**Required action 1**
List every country named in the excerpt on nurses and the war, giving each country only once.
**Required action 2**
In the excerpt on nurses and the war, echo the passage that begins with "American nurses turning" and goes on through "declining the vaccine.".

**Excerpt to read**
------------

The FIIQ nurses’ website, www.fiiq.qc.ca/ has a major section devoted to Echec a la guerre (Check the war). In an open letter to the Prime Minister the Collective writes: “The war that the United States and Great Britain are so anxious to wage against Iraq is totally illegitimate and illegal. A second resolution by the United Nations Security Council will not change a thing. The arguments invoked to justify the war are unreasonable and downright false, and were given no more validity by Colin Powell’s recent speech. On the contrary, it is the logic of war into which the United States and their friends persist in leading the international community that represents the greatest danger to peace and world security.”
American nurses turning down smallpox immunization
American President George Bush is calling for half a million U.S. health workers to be vaccinated against smallpox as a preventative measure against a possible terrorist biological attack. But health workers and nurses across the U.S. are declining the vaccine.

------------

Dataset entries:

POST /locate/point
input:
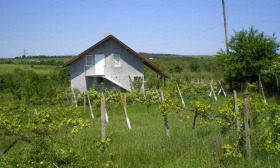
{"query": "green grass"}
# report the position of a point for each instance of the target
(9, 68)
(146, 144)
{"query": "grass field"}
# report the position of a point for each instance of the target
(8, 68)
(146, 144)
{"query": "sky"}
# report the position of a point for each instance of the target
(185, 27)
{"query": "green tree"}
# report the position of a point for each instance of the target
(249, 52)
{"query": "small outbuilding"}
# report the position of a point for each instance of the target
(111, 64)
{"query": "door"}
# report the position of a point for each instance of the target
(99, 64)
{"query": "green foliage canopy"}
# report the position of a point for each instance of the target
(249, 52)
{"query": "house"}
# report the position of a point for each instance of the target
(111, 64)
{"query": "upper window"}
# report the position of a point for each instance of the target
(116, 60)
(89, 60)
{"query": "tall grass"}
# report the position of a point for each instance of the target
(146, 145)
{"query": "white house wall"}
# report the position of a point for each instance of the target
(130, 65)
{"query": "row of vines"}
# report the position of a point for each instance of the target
(49, 128)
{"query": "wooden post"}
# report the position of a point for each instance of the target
(123, 100)
(74, 97)
(106, 116)
(165, 118)
(84, 103)
(36, 111)
(221, 89)
(90, 108)
(260, 84)
(277, 85)
(183, 102)
(103, 118)
(236, 109)
(212, 91)
(246, 125)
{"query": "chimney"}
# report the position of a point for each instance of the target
(106, 34)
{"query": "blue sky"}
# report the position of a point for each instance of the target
(187, 27)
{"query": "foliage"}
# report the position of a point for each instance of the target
(249, 53)
(48, 131)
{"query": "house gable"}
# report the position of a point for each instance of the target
(111, 37)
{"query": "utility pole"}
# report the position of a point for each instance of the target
(225, 24)
(24, 53)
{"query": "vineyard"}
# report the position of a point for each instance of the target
(184, 124)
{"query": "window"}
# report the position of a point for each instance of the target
(89, 60)
(116, 60)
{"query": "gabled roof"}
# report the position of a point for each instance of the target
(146, 61)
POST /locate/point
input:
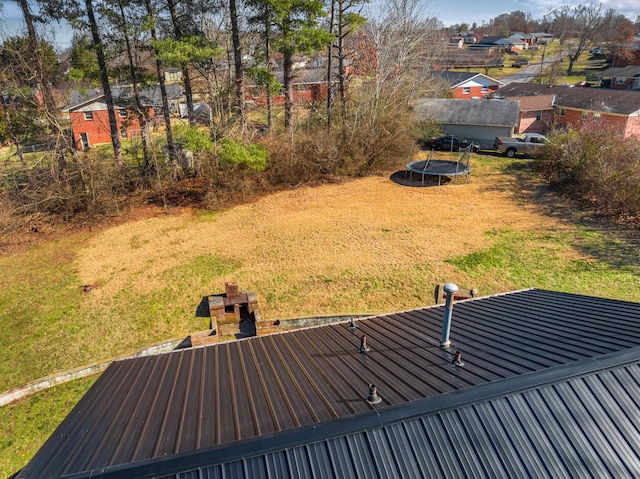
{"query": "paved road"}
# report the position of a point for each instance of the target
(528, 73)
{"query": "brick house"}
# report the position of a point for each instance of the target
(309, 85)
(536, 113)
(467, 85)
(90, 119)
(616, 110)
(621, 78)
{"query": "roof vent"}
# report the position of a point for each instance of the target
(450, 289)
(363, 344)
(457, 360)
(373, 397)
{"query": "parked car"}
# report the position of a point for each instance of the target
(528, 144)
(519, 62)
(453, 143)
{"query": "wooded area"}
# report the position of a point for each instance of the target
(238, 58)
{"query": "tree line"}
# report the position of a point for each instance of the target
(375, 65)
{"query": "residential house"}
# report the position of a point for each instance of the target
(309, 85)
(494, 42)
(519, 41)
(621, 78)
(466, 85)
(457, 42)
(634, 48)
(542, 38)
(530, 383)
(90, 120)
(173, 75)
(477, 120)
(616, 110)
(536, 113)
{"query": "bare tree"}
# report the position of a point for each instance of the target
(586, 23)
(618, 33)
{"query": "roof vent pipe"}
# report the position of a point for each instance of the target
(450, 289)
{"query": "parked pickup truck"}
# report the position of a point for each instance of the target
(528, 144)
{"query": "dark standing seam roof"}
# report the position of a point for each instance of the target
(574, 429)
(174, 411)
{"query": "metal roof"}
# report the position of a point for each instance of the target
(584, 427)
(475, 112)
(292, 396)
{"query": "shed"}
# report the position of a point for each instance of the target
(478, 120)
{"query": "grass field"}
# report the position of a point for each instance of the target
(363, 246)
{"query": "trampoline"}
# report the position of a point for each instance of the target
(440, 168)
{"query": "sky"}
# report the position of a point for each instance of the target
(448, 11)
(452, 12)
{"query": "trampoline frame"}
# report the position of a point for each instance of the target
(440, 168)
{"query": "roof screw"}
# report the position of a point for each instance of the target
(457, 360)
(373, 397)
(363, 344)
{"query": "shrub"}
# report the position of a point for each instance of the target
(252, 155)
(595, 165)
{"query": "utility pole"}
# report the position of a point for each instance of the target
(544, 49)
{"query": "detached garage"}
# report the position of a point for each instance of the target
(477, 120)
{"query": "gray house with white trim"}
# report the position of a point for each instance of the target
(478, 120)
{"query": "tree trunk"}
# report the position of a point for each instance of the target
(16, 141)
(237, 61)
(48, 102)
(330, 66)
(166, 113)
(102, 63)
(288, 92)
(341, 66)
(177, 30)
(140, 109)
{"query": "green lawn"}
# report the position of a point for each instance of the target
(43, 306)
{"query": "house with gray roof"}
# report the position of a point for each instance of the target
(530, 383)
(477, 120)
(621, 78)
(466, 85)
(616, 110)
(89, 118)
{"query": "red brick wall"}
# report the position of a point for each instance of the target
(97, 128)
(527, 122)
(474, 92)
(625, 126)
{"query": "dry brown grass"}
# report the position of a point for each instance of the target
(369, 245)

------------

**Your solution 1**
United States
Great Britain
Iraq

**Your solution 2**
American nurses turning down smallpox immunization
American President George Bush is calling for half a million U.S. health workers to be vaccinated against smallpox as a preventative measure against a possible terrorist biological attack. But health workers and nurses across the U.S. are declining the vaccine.